Quando eu uso uma palavra, _ Humpty Dumpty disse em um tom um tanto superior _ significa justamente o que quero que signifique, nem mais, nem menos.

Alice ainda retruca dizendo que a questão é  se podemos usar a mesma palavra para significar  coisas diferentes. Humpty responde dizendo que a questão é qual deve ser o mestre, e isso é tudo. Ou seja, sem concordância do significado dos termos, a discussão nada mais é que uma disputa de força que não tem nada a ver com o assunto em questão. Isso tudo não é novo, Aristóteles já dizia que a discussão só era possível entre spoudaios, os homens maduros.

O que temos hoje no Brasil é uma disputa de poder entre pessoas que não têm a menor concordância sobre os conceitos que estão usando. Para agravar, temos um outro problema de significantes sem significados, ou seja, os símbolos ocos que Voegelin tanta falava. Qualquer discussão séria em um ambiente desses é impossível. E não tenho a menor intenção de ficar disputando poder com quem quer que seja.

Por isso que estou me controlando e evitando entrar nesse espiral de loucura. Só quando encontro pessoas sinceramente dispostas a entender o que está acontecendo é possível discutir alguma coisa. A discussão pública no Brasil é um grande teatro onde sobram palhaços e mágicos.

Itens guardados
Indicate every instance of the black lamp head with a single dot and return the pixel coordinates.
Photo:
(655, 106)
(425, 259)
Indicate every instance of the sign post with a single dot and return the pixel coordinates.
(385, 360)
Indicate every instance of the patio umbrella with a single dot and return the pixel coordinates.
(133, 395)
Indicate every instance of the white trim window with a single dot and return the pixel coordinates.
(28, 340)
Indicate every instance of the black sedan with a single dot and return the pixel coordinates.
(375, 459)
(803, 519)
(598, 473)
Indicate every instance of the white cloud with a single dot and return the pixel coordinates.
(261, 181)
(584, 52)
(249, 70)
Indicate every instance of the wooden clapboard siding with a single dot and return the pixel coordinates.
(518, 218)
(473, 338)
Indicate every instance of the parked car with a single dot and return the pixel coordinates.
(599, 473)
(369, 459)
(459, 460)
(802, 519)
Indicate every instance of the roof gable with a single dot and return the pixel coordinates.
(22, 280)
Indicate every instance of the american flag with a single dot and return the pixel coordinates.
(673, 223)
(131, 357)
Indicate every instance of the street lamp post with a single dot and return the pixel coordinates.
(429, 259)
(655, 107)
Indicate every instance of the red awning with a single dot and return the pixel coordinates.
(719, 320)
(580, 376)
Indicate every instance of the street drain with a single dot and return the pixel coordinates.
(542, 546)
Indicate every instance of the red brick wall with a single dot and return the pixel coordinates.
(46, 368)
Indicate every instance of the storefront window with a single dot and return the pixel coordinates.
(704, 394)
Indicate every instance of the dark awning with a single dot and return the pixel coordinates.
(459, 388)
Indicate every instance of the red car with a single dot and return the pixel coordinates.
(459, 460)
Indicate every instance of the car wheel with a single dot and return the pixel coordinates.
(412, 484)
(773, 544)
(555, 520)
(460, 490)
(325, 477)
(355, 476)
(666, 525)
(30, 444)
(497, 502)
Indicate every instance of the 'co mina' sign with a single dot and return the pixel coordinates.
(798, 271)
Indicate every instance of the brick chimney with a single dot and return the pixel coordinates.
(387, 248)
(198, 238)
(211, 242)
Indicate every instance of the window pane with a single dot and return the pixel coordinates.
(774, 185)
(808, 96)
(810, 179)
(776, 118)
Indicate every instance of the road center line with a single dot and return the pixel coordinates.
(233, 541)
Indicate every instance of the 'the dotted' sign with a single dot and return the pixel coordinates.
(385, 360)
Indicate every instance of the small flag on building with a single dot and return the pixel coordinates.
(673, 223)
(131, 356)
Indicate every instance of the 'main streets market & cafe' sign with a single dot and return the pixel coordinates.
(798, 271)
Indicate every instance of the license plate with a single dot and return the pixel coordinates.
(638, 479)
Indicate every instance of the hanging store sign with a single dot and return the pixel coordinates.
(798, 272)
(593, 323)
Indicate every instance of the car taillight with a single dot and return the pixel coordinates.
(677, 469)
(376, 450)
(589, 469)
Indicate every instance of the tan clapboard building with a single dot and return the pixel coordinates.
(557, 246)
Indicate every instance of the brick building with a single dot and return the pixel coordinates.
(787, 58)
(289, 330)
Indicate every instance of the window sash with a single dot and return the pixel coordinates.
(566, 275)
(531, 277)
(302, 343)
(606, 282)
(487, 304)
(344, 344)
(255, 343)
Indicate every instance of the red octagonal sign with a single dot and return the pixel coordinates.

▸ INSTRUÇÃO ESCRITA
Por favor, transcreva sem nenhuma alteração o trecho do texto fornecido que começa nas palavras "O que temos" e termina logo após "palhaços e mágicos.".

▸ RESPOSTA
O que temos hoje no Brasil é uma disputa de poder entre pessoas que não têm a menor concordância sobre os conceitos que estão usando. Para agravar, temos um outro problema de significantes sem significados, ou seja, os símbolos ocos que Voegelin tanta falava. Qualquer discussão séria em um ambiente desses é impossível. E não tenho a menor intenção de ficar disputando poder com quem quer que seja.

Por isso que estou me controlando e evitando entrar nesse espiral de loucura. Só quando encontro pessoas sinceramente dispostas a entender o que está acontecendo é possível discutir alguma coisa. A discussão pública no Brasil é um grande teatro onde sobram palhaços e mágicos.